▸ **TEXTO PARA LEITURA**:
————————
Durante a 30ª edição do Minas Trend – Maior Salão de Negócios da América Latina, promovida pela Federação das Indústrias do Estado de Minas Gerais (FIEMG), em Belo Horizonte, foi realizado, no Minascentro, o talk “Sustentabilidade e Circularidade na Moda”, que colocou na roda temas como consumo, moda sustentável e ações do Fashion Revolution, “um dos projetos mais expressivos sobre moda consciente no mundo”. Participaram a Fernanda Simon e Viviane Rocha, IEL-MG. Mergulhamos neste universo e Fernanda diz: “Em novembro, teremos o lançamento da edição anual do Índice de Transparência da Moda, projeto que avalia a disponibilização de dados públicos das 60 maiores marcas com operação no Brasil e, na Semana Fashion Revolution 2024, completaremos 10 anos da existência do movimento e estamos planejando ações para recordar o que já passou, avaliar as mudanças e definir as prioridades para a próxima década”
Um relatório das Nações Unidas estima que chegaremos a 9,7 bilhões em 2050. As mudanças climáticas nunca foram tão evidentes. Os alertas sobre a necessidade de manter o aquecimento global abaixo de 1,5 grau Celsius vêm se multiplicando e se intensificando a cada minuto: a situação em que nos encontramos é alarmante. A indústria da moda é a que mais polui atrás da indústria petrolífera. Em 2013, uma tragédia acendeu o alerta de que já havia passado da hora de a indústria da moda rever seus processos: o desabamento do edifício Rana Plaza, em Bangladesh, no qual morreram 1.134 pessoas, sendo a maioria trabalhadores de confecções que forneciam para grandes marcas do varejo mundial. A partir daí, surge o movimento Fashion Revolution. Quando a gente fala de sustentabilidade, também associa a trabalho justo. Nesse cenário, a indústria da moda tem buscado alternativas significativas para a mudança de atitude em toda a cadeia produtiva alcançando o consumidor e investido forte no combate ao desperdício e na valorização das pessoas.
Durante a 30ª edição do Minas Trend – Maior Salão de Negócios da América Latina, promovida pela Federação das Indústrias do Estado de Minas Gerais (FIEMG), em Belo Horizonte, foi realizado, no Minascentro, o talk “Sustentabilidade e Circularidade na Moda“, que colocou na roda temas como consumo, moda sustentável e ações do Fashion Revolution, “um dos projetos mais expressivos sobre moda consciente no mundo”. Participaram a diretora executiva do Instituto Fashion Revolution Brasil, Fernanda Simon, e Viviane Rocha, IEL-MG.
————————
▸ **OBJETIVO**: Dê sequência ao texto acima, sobre sustentabilidade e circularidade na moda, a partir da última frase apresentada.

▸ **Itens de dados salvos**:
————————
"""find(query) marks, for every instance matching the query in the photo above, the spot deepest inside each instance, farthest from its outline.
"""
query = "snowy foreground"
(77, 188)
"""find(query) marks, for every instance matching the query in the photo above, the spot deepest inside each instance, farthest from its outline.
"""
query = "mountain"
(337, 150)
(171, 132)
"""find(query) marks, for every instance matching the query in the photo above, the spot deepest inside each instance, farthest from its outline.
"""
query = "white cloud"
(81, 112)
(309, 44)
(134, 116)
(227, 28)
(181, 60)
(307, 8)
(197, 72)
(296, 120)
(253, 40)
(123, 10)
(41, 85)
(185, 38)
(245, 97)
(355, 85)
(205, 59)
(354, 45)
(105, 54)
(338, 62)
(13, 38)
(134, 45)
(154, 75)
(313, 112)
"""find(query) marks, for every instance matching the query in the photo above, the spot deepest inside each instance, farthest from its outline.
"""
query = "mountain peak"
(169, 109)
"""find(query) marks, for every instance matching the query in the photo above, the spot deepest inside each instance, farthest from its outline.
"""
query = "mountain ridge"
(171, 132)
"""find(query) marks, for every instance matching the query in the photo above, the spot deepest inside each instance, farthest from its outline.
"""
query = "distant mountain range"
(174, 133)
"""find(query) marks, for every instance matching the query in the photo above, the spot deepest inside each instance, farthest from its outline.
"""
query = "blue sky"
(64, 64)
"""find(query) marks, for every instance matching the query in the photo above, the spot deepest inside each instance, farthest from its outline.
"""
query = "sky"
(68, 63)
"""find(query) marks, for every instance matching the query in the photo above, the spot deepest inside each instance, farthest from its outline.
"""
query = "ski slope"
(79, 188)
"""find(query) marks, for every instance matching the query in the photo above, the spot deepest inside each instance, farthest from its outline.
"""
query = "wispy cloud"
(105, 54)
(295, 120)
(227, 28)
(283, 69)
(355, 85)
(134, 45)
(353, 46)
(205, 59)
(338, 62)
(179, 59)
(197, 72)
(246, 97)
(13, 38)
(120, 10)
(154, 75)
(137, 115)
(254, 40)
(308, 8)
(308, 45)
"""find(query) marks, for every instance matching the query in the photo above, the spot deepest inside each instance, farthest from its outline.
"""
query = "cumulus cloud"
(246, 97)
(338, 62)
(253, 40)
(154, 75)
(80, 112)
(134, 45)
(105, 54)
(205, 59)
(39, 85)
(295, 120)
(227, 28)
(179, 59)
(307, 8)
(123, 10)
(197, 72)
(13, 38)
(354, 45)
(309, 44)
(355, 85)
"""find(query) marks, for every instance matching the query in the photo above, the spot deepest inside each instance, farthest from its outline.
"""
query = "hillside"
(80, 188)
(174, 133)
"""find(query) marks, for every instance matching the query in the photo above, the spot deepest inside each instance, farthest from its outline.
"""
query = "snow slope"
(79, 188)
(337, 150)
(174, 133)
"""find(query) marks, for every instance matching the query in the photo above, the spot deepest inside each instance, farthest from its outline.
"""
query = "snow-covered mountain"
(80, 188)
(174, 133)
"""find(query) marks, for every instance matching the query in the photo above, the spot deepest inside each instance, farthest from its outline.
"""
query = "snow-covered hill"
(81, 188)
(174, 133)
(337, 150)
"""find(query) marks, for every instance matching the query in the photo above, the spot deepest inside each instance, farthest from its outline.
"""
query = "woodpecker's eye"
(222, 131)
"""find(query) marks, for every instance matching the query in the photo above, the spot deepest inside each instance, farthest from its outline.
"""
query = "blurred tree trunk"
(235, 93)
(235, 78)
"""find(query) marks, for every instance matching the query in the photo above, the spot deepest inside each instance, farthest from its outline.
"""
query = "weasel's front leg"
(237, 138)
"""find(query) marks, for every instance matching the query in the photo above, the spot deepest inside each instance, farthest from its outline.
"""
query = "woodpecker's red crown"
————————
▸ **RESULTADO DO EXERCÍCIO**:
O Fashion Revolution desde sua criação global aponta para questionamento vitais como: ‘quem fez as minhas roupas?’, para nos conectarmos com as pessoas, mas também ‘do que são feitas as roupas?’, incentivando um olhar sobre os impactos ambientais, sociais e culturais e propondo possibilidades, soluções, caminhos. Conversei com Fernanda Simon sobre quais os avanços que o Brasil têm mostrado quanto ao produzir e consumir moda.
“Durante a última década foi visível diversos avanços no setor, principalmente no caminho da sustentabilidade e diversidade. A crise climática está impulsionando uma crescente conscientização ambiental, que consequentemente leva a um aumento na demanda por moda mais sustentável. As marcas brasileiras estão buscando práticas mais ecologicamente corretas, assim como impactar positivamente a sociedade”, pontua.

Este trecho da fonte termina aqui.